>> Begin

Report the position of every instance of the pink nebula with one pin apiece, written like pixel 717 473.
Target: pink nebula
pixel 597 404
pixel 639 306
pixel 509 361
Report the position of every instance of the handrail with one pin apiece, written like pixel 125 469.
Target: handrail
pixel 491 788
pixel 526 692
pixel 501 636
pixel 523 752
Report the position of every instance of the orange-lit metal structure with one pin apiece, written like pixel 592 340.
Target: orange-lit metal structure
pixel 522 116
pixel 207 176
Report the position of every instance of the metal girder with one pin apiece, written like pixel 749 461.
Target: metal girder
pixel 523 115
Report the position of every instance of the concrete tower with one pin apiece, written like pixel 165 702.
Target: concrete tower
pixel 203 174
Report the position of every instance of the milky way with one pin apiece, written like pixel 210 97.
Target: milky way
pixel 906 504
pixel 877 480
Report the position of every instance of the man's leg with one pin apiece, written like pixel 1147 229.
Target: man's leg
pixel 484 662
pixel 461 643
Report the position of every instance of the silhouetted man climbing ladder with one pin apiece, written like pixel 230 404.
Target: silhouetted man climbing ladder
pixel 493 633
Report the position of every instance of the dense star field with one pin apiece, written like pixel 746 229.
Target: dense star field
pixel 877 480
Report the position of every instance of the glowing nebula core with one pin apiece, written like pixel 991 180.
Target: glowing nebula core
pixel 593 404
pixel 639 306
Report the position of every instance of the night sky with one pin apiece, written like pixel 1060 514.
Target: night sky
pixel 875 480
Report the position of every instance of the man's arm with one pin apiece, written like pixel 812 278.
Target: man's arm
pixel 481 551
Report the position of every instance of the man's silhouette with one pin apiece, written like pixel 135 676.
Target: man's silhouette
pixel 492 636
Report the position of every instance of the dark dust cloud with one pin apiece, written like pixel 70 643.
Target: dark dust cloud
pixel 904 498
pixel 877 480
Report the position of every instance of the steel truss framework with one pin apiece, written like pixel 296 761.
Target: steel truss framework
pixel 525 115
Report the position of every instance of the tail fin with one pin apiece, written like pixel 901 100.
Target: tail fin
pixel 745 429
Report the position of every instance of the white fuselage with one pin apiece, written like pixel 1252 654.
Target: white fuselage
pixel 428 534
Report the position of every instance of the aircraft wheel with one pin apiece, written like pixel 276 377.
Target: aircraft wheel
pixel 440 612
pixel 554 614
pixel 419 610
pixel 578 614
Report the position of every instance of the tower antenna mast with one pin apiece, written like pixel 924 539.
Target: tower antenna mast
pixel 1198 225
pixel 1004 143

>> End

Exercise brief. Please rewrite everything from the row containing "Report the position of every instance of the aircraft" down to the end of the rows, putting "landing gear wheel" in place of "aircraft wheel" and leaving all else unchanged.

Exercise output.
Report the position of every instance of the landing gear wheel with one pin apiece, written like pixel 276 377.
Target: landing gear wheel
pixel 440 612
pixel 554 614
pixel 419 610
pixel 578 614
Report the position of every instance of the tower antenna mast with one pin apiece, written like pixel 924 539.
Target: tower antenna mast
pixel 1198 225
pixel 1004 143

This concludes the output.